**TASK DESCRIPTION:** Each record must be retyped in full. No character may differ.

[Stored records]
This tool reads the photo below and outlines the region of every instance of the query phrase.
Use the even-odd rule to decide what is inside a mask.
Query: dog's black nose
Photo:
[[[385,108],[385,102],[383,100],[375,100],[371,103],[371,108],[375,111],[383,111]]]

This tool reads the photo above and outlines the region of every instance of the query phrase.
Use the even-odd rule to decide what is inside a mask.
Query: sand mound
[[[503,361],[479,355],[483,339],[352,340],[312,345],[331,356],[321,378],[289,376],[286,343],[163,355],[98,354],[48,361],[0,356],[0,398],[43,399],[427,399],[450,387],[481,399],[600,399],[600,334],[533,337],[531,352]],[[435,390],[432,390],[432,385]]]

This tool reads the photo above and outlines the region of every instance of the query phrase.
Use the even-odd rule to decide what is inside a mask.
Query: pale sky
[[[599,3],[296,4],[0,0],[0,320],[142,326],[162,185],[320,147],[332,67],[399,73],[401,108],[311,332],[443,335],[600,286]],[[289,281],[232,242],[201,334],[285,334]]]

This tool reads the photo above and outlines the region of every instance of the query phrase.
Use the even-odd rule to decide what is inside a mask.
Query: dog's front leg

**RESULT:**
This tool reads the photo below and outlines the region of every instance of the query phrase.
Use the even-odd rule to decide what is inside a mask.
Query: dog's black nose
Photo:
[[[385,108],[385,102],[383,100],[375,100],[371,103],[371,108],[375,111],[383,111]]]

This tool reads the photo above and outlines the region of every instance of the query phrase.
Use the even-odd rule to decide what is inside a mask.
Query: sand mound
[[[503,361],[479,355],[483,339],[352,340],[312,345],[331,356],[321,378],[289,376],[286,343],[163,355],[98,354],[48,361],[0,356],[0,398],[43,399],[427,399],[450,387],[481,399],[600,399],[600,334],[533,337],[531,352]],[[435,390],[432,390],[432,385]]]

This tool reads the photo above and outlines the region of every instance of the query phrase.
Use the even-odd rule to decide what is inside a mask.
Query: pale sky
[[[599,3],[296,4],[0,0],[0,320],[142,326],[162,185],[320,147],[332,67],[399,73],[401,108],[311,332],[443,335],[600,286]],[[289,281],[232,242],[201,334],[285,334]]]

This tool reads the photo above and outlines the region of every instance of the query phrase.
Use the even-odd rule to decide what is inside a mask.
Query: dog's front leg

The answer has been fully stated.